• _Instruções_
Dê continuidade ao texto sobre o Conde de Rochester, partindo da última frase apresentada.

• _Texto para leitura_
◆ ◆ ◆ ◆ ◆
O Conde de Rochester - A aventura, a tragédia, o remorso...



O Conde de Rochester
- A aventura, a tragédia, o remorso...
por Hermínio C. Miranda
Reformador (FEB) Fevereiro 1976

            Em meados de 1680, um nobre inglês de 33 anos de Idade morria lentamente de velhice, numa longa e dolorosa agonia física e espiritual. Chamava-se John Wilmot, Conde de Rochester.

            No dia 19 de junho, ditou um documento pungente de remorso e, mágoa ante o tempo perdido, a inutilidade de uma preciosa existência consumida em loucuras inomináveis, e de um talento desperdiçado tão abundantemente na elaboração do verso genial, mas corrupto.

            Esse testamento espiritual, escrito "em benefício daqueles que possam ter sido arrastados ao pecado pelo meu exemplo e estimulo", foi assinado na presença da velha mãe e da jovem esposa. Por desejo expresso de seu signatário, deveria ser lido a toda a criadagem, "até ao tratador de porcos". Dizia, em suma, que "do fundo de minha alma, detesto e abomino todo o curso de minha vida iníqua".

            A 25 do mesmo mês, em carta ditada ao Reverendo Gllbert Burnet, seria ainda mais explícito:

            - "Meu ânimo e meu corpo definham tão juntamente que lhe escreverei uma carta tão fraca como me sinto. Começo por dizer que coloco os sacerdotes acima de todas as criaturas no mundo e o senhor acima de todos os sacerdotes que conheço." 

            O fim chegava lento, penoso e inexorável. De há muito estava minado seu vigoroso organismo.
◆ ◆ ◆ ◆ ◆
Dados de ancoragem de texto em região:
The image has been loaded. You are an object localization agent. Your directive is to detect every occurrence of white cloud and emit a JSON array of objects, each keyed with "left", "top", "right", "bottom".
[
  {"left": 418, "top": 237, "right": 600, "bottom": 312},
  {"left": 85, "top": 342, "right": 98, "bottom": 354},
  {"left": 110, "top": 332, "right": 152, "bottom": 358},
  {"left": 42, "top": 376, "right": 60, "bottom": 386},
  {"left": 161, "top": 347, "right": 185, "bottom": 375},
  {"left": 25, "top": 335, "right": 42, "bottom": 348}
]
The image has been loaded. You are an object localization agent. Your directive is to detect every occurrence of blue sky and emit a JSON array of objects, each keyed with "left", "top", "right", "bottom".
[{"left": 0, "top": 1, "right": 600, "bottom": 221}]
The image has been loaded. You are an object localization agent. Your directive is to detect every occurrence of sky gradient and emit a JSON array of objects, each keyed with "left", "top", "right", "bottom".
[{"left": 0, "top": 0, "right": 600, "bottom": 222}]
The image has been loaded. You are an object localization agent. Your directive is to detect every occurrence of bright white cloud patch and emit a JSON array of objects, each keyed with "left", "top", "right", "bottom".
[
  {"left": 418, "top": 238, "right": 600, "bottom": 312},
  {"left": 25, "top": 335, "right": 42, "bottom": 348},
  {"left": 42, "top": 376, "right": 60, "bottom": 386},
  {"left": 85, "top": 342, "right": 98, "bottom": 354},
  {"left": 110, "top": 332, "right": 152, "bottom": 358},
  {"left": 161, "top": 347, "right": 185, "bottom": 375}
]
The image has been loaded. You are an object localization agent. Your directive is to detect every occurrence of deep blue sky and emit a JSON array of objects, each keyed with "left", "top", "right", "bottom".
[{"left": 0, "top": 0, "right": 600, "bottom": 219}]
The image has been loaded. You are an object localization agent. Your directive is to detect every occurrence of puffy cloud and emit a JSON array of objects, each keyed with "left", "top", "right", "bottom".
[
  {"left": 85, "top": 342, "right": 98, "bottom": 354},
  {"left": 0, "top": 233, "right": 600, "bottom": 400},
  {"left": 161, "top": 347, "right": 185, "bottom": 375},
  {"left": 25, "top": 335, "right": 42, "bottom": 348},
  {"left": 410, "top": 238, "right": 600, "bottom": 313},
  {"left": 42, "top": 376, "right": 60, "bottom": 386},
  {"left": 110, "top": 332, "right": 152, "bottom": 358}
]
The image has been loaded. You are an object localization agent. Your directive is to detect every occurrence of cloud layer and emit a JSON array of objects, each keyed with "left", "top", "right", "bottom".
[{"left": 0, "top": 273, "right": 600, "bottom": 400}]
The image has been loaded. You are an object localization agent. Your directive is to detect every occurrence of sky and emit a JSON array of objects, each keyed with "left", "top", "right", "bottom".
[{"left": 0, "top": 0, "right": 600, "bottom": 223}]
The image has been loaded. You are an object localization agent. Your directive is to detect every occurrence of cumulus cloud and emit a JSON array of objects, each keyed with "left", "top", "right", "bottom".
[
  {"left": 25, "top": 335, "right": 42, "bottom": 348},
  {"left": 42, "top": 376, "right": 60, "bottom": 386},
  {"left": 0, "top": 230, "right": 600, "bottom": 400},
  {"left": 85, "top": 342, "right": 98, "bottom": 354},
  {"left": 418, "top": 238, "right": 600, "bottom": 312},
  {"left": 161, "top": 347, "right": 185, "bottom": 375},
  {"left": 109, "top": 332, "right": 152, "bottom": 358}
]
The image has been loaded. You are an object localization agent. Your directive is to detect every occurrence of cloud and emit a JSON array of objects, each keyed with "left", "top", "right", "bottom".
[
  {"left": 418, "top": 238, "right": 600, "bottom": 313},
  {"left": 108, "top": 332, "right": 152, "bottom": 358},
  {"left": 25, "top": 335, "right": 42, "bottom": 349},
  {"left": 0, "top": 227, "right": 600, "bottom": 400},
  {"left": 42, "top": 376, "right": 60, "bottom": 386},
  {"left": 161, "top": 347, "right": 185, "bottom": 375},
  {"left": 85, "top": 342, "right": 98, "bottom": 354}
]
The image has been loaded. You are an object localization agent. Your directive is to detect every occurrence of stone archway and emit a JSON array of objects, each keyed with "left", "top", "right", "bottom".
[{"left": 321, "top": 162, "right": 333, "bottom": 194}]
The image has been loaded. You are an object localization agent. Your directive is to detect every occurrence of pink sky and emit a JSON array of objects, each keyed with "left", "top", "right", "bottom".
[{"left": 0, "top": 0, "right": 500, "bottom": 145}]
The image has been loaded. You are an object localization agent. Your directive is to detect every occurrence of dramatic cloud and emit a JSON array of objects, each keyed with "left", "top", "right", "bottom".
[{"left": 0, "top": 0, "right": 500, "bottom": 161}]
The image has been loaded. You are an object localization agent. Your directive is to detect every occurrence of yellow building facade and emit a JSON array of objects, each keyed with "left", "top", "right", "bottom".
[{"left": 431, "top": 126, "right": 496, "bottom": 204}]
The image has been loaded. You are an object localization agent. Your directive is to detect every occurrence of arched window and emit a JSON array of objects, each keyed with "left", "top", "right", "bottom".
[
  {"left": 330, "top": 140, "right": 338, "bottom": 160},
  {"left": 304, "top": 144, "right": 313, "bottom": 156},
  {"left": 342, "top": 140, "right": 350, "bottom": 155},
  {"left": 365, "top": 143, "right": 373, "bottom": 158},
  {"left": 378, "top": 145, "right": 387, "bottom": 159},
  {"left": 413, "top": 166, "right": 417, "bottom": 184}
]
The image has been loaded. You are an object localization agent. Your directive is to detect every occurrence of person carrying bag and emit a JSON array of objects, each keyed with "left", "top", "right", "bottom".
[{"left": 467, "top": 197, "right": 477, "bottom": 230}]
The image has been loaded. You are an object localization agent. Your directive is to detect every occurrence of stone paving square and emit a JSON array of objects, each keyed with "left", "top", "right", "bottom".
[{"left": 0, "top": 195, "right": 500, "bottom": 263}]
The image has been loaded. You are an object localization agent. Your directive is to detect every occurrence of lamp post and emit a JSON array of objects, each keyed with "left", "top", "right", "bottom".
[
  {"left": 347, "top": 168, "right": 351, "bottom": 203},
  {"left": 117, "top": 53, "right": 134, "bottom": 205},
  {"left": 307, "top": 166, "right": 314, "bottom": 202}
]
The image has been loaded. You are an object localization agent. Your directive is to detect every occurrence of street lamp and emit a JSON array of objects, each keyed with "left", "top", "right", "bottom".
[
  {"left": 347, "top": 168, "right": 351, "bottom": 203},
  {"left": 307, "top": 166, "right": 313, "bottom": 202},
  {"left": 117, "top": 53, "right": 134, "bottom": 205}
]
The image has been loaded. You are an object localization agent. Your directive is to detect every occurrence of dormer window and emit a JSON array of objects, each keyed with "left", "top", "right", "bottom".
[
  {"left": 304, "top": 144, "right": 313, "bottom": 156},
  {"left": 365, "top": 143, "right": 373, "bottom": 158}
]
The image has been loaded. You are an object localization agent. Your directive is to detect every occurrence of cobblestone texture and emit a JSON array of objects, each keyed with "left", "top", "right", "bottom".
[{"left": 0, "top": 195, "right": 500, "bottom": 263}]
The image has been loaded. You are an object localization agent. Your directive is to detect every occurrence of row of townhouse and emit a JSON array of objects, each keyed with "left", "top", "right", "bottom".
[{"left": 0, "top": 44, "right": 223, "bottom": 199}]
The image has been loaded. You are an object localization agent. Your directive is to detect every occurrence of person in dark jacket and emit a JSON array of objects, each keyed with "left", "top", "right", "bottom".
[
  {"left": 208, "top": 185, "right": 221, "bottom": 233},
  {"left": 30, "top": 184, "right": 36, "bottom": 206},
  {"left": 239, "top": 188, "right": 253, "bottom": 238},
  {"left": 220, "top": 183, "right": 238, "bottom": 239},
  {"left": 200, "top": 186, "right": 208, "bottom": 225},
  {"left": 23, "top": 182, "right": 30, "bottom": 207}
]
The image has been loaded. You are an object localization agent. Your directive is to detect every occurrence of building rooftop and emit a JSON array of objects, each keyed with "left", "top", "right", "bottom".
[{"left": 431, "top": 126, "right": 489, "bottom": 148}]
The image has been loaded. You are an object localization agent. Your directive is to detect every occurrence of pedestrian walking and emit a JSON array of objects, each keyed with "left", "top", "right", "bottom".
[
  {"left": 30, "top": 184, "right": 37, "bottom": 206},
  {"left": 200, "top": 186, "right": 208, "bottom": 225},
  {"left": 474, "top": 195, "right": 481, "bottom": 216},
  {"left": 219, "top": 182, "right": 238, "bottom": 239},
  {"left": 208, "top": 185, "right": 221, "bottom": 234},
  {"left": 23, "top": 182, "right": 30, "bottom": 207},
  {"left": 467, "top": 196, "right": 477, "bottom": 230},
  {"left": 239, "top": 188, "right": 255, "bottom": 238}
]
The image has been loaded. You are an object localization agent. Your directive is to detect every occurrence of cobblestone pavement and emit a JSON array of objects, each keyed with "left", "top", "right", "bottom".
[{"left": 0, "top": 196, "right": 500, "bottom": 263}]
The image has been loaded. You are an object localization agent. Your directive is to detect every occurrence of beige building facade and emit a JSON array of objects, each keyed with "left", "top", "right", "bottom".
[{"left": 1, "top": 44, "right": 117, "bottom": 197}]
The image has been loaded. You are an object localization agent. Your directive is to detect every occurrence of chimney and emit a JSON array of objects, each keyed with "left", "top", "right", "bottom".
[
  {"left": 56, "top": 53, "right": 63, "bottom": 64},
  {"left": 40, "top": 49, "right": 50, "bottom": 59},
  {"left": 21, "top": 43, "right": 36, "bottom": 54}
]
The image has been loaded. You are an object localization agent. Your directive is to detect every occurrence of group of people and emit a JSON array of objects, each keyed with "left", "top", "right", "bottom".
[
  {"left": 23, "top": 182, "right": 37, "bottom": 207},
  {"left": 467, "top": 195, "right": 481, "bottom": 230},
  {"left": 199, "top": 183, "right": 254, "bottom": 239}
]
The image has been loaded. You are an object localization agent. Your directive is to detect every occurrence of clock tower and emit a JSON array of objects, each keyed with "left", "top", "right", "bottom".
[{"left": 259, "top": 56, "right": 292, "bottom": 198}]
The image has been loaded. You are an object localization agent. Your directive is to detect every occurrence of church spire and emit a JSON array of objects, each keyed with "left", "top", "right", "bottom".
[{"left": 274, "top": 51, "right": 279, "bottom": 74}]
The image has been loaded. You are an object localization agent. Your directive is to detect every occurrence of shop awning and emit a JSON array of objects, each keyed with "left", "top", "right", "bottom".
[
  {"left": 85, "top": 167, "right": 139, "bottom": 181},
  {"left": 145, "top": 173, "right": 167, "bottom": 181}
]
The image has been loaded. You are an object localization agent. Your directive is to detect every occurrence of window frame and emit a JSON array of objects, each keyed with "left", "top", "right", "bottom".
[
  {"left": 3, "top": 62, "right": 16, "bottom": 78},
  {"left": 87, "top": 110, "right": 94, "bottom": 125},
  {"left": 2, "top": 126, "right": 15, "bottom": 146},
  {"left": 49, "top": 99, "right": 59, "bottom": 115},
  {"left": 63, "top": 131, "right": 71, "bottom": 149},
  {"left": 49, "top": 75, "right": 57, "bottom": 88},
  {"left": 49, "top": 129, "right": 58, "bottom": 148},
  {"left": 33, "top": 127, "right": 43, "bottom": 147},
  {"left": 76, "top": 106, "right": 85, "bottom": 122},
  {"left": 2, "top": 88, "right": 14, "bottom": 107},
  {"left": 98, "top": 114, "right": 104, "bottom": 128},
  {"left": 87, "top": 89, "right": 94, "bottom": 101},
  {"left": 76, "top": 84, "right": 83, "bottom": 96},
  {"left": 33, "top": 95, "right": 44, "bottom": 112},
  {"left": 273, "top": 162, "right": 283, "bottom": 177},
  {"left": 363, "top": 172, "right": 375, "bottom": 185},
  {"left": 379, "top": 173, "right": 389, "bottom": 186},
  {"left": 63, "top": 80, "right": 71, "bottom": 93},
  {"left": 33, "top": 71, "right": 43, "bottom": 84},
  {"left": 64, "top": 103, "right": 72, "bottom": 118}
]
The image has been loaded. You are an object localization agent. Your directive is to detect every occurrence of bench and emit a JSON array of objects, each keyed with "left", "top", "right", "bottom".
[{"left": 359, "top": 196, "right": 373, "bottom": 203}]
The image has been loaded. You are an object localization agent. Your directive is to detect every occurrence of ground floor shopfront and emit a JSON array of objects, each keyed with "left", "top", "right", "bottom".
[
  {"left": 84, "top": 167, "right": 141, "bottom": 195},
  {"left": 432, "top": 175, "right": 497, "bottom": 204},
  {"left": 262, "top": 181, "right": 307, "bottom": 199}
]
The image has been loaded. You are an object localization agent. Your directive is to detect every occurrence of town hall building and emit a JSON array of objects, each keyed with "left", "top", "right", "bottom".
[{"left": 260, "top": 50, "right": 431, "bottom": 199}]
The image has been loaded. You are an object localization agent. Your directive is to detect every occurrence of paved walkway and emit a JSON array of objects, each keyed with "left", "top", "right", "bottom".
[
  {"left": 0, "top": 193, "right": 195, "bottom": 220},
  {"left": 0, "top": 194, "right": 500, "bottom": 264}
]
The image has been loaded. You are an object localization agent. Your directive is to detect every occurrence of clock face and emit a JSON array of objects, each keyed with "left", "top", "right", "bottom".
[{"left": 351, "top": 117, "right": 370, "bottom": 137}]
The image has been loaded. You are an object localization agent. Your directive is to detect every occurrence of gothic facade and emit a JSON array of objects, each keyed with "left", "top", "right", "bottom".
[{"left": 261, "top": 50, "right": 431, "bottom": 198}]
◆ ◆ ◆ ◆ ◆
• _Resposta_
            Em abril de 1678, dois anos antes, circulara mesmo a notícia de sua morte. A
informação, que Anthony Wood registrara em seu diário, era falsa, mas não as suas mazelas, pois estivera mesmo "at the gates of death", às portas da morte... Já em 1669, no entanto, frequentava ele os "banhos" da Sra. Fourcard, em busca de alívio para a depredação que as doenças venéreas estavam causando em seu corpo. Aos 24 anos de idade, segundo ele próprio declarou por escrito - seus olhos não suportavam mais vinho nem água.

            - "Se abandonasse o vinho e as mulheres - escreve Graham Greene, no seu estupendo livro - poderia ter sido salvo, mas não tinha força de vontade para isso, mesmo que o quisesse."

            Levado pela paixão desesperada pela vida, consumira-a de um só trago, "queimando a vela pelas duas pontas", como diz a expressão inglesa. Tornara-se, agora, a sombra do que fora, enquanto jazia atormentado pelas dores físicas e morais, no leito da agonia, úlceras atrozes consumiam--lhe a bexiga, que era expelida aos pedaços, em crises insuportáveis, segundo relato de Burnet, o anjo bom dos seus últimos dias. Não obstante, dessa ruína física emergiam os clarões de decisões importantes para a vida daquele Espírito tão bem dotado.

            - "Quando seu moral estava tão baixo e exausto que ele não podia nem andar ou mover-se - escreve Burnet -, e pensava não viver mais que uma hora, disse ele que sua razão e sua capacidade de julgamento estavam tão claras e fortes que, daquele momento em diante, estaria totalmente convencido de que a morte não significa o desaparecimento ou a dissolução da alma, mas apenas sua separação da matéria. Sentia, durante a doença, grandes remorsos ante sua vida pregressa, mas como me disse, depois, tais remorsos eram mais da natureza de horrores generalizados e trevosos do que uma convicção de que ele tivesse pecado contra Deus. Lamentava que tivesse vivido de modo a dissipar as suas energias tão cedo, e criado tão má reputação em torno de si mesmo; sua mente estava de tal modo agoniada que ele nem sabia como se expressar.

            Não foram poucos os que duvidaram desse arrependimento de última hora. É difícil aos companheiros da libertinagem e do erro admitirem que um deles, de repente, saltou a cerca espinhos da dor e caiu, ofuscado e atônito, do lado claro da verdade. William Fanshawe foi um desses.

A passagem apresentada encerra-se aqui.